Dataset records:
□ □ □ □ □ □ □
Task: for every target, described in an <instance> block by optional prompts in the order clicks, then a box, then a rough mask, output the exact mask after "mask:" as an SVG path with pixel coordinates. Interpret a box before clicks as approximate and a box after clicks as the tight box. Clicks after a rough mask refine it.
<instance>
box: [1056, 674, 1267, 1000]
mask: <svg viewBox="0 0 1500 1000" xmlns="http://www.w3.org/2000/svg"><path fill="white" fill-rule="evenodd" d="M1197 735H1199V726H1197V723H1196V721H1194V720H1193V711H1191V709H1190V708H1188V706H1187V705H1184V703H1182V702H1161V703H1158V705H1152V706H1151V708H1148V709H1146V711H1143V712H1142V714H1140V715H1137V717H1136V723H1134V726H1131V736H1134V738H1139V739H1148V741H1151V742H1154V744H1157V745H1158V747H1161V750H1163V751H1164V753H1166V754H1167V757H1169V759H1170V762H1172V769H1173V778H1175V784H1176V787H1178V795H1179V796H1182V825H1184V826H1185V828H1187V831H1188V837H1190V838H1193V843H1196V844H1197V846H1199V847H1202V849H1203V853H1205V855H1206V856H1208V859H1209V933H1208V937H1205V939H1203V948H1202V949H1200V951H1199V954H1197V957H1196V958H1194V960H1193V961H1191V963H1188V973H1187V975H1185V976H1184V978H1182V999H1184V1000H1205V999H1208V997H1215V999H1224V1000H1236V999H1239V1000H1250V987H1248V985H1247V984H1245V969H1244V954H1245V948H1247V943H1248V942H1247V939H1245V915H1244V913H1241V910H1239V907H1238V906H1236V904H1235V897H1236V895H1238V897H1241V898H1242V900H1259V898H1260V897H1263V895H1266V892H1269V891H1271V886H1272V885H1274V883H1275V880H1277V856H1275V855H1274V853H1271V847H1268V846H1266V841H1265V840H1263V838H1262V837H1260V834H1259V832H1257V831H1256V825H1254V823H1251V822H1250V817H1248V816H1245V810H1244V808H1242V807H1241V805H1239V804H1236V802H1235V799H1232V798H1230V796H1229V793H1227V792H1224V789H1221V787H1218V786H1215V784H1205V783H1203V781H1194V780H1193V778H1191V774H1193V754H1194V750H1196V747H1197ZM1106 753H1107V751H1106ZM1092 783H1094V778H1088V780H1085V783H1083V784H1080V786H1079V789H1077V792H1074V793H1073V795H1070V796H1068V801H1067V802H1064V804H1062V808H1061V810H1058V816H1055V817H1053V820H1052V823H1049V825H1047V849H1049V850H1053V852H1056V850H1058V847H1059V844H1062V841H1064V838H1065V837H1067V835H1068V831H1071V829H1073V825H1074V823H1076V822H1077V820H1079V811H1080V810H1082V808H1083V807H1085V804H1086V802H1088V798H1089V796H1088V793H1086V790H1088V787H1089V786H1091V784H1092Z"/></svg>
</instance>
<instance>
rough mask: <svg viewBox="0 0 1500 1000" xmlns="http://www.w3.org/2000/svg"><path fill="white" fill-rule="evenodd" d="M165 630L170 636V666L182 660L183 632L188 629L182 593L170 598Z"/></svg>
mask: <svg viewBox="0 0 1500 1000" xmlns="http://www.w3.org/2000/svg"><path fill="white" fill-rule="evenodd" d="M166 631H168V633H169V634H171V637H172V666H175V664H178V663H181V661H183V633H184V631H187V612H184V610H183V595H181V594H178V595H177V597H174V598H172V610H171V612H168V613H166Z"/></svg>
□ □ □ □ □ □ □
*Aim of the task:* Go line by line through the entries above and tally those that hold the word "instance"; give the tally alone.

*Written response:* 4